··· EXERCISE MATERIALS
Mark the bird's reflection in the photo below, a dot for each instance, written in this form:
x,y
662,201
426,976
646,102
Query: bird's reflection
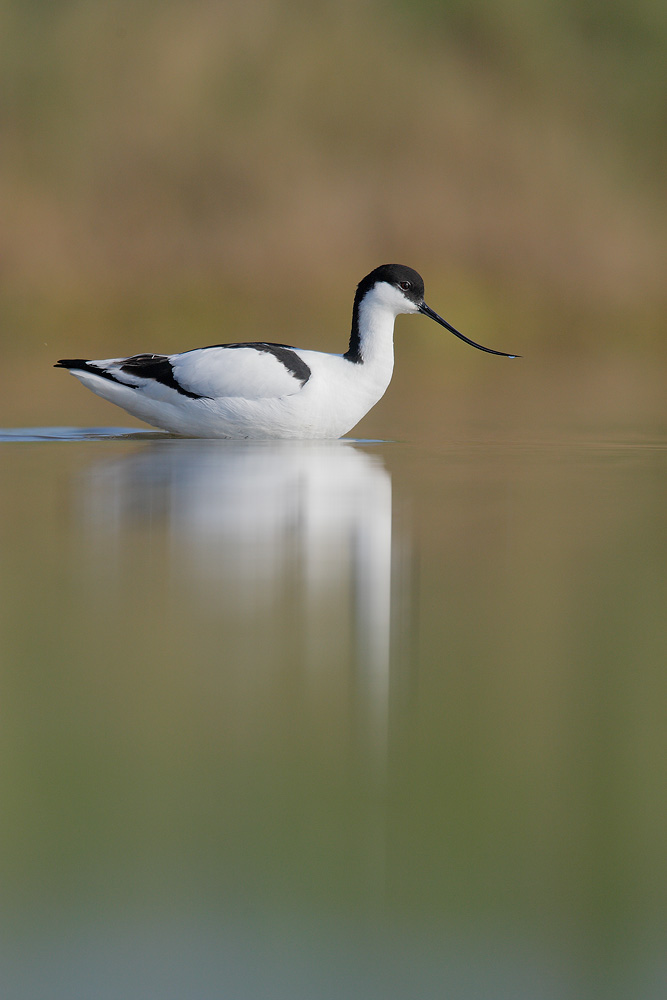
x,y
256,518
······
## YOUR INSTRUCTIONS
All of the records above are to be printed exactly, with every picture omitted.

## EXERCISE RESPONSE
Mark the bird's reflection in the photo below, a dot for each instance, written in this form:
x,y
662,201
426,976
646,102
Query: bird's reflection
x,y
256,518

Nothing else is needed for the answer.